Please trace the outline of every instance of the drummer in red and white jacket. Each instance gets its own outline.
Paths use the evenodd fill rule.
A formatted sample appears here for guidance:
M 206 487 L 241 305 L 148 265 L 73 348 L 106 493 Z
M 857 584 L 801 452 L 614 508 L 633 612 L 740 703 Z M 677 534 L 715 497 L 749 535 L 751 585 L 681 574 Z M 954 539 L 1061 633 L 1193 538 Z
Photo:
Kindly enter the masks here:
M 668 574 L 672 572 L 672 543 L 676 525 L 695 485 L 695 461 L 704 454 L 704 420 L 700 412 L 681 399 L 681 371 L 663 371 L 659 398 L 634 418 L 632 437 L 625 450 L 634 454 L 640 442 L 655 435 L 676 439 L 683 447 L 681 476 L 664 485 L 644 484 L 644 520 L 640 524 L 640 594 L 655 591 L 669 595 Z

■ PROMPT ■
Update all of the items above by replacing "jacket" with "coat" and leaving everything else unchanged.

■ ANSWER FOR THIS EXERCISE ■
Please trace the outline of every instance of the drummer in red and white coat. Each instance gets its own outline.
Paths use the evenodd fill rule.
A formatted sample appears here for guidance:
M 206 487 L 241 305 L 148 265 L 73 348 L 106 493 Z
M 857 584 L 801 452 L 614 508 L 633 612 L 740 703 Z M 677 534 L 715 497 L 749 535 L 751 585 L 681 574 Z M 954 539 L 1061 633 L 1193 538 Z
Photo:
Kindly enter the masks here:
M 668 574 L 672 572 L 672 543 L 676 525 L 695 485 L 695 461 L 704 454 L 704 420 L 700 412 L 681 399 L 681 371 L 663 371 L 659 398 L 634 418 L 632 437 L 625 450 L 634 454 L 640 442 L 655 435 L 676 439 L 683 447 L 681 476 L 664 485 L 644 484 L 644 520 L 640 524 L 640 594 L 655 591 L 669 595 Z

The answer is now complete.